━━━ Exercise data

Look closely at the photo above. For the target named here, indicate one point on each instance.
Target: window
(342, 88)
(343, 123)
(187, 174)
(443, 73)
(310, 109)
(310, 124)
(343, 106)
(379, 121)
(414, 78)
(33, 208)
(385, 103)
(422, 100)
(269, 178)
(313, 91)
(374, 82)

━━━━━━

Please transcribe the whole listing exactly as it stands.

◆ Result of this task:
Look closely at the photo above. For the target named here, indicate one point on each instance.
Target: window
(342, 88)
(343, 123)
(187, 174)
(443, 73)
(310, 109)
(310, 124)
(343, 106)
(379, 121)
(414, 78)
(33, 208)
(385, 103)
(422, 100)
(269, 178)
(313, 91)
(374, 82)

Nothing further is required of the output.